##### TEXT FOR ANALYSIS

In April 2013 the U.S. Environmental Protection Agency dramatically lowered its estimate of how much methane leaks from wells, pipelines and other facilities during production and delivery of natural gas by 20 percent. According to the Associated Press, the EPA report on greenhouse emissions credited tighter pollution controls instituted by the industry for cutting an average of 41.6 million metric tons of methane emissions annually from 1990 through 2010, a reduction of more than 850 million metric tons overall. The AP noted, "The EPA revisions came even though natural gas production has grown by nearly 40 percent since 1990." 
Chemicals are added to the water to facilitate the underground fracturing process that releases natural gas. Fracturing fluid is primarily water and approximately 0.5% chemical additives (friction reducer, agents countering rust, agents killing microorganism). Since (depending on the size of the area) millions of liters of water are used, this means that hundreds of thousands liters of chemicals are often injected into the subsurface. About 50% to 70% of the injected volume of contaminated water is recovered and stored in above-ground ponds to await removal by tanker. The remaining volume remains in the subsurface. Hydraulic fracturing opponents fear that it can lead to contamination of groundwater aquifers, though the industry deems this "highly unlikely". However the wastewater from such operations often lead to foul-smelling odors and heavy metals contaminating the local water supply above-ground.
Besides using water and chemicals however, it is also possible to frack shale gas with only liquified propane gas. This reduces the environmental degradation considerably. The method was invented by GasFrac, of Alberta, Canada.
The 2010 U.S. documentary film Gasland by Josh Fox, which focuses on the impact of hydraulic fracturing, is critical of the industry's assertions of its safety and its exemption from the Safe Drinking Water Act in the Energy Policy Act of 2005. Throughout the documentary, Fox reached out to scientists, politicians, and gas industry executives and ultimately found himself in the halls of Congress as a subcommittee was discussing the Fracturing Responsibility and Awareness of Chemicals Act, "a bill to amend the Safe Drinking Water Act to repeal a certain exemption for hydraulic fracturing." Hydraulic fracturing was exempted from the Safe Drinking Water Act in the Energy Policy Act of 2005.
A study published in May 2011 concluded that shale gas wells have seriously contaminated shallow groundwater supplies in northeastern Pennsylvania with flammable methane. However, the study does not discuss how pervasive such contamination might be in other areas drilled for shale gas.

##########
##### INFORMATION SUPPLIED

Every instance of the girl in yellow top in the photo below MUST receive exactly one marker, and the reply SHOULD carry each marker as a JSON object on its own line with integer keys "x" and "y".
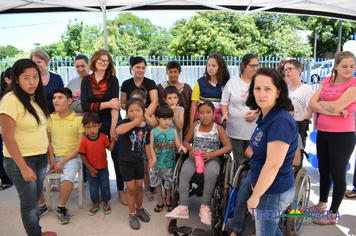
{"x": 25, "y": 113}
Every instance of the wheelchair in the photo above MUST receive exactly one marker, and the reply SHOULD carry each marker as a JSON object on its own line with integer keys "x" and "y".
{"x": 220, "y": 197}
{"x": 301, "y": 196}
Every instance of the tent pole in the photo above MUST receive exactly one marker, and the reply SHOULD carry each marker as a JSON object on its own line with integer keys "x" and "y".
{"x": 105, "y": 26}
{"x": 338, "y": 49}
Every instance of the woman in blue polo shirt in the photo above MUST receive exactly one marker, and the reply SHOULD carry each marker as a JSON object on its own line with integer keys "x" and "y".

##########

**PROBLEM**
Reproduce the passage on natural gas and hydraulic fracturing from "Besides using water" up to and including "of Alberta, Canada.". The entries have no connection to the text.

**TASK SOLUTION**
Besides using water and chemicals however, it is also possible to frack shale gas with only liquified propane gas. This reduces the environmental degradation considerably. The method was invented by GasFrac, of Alberta, Canada.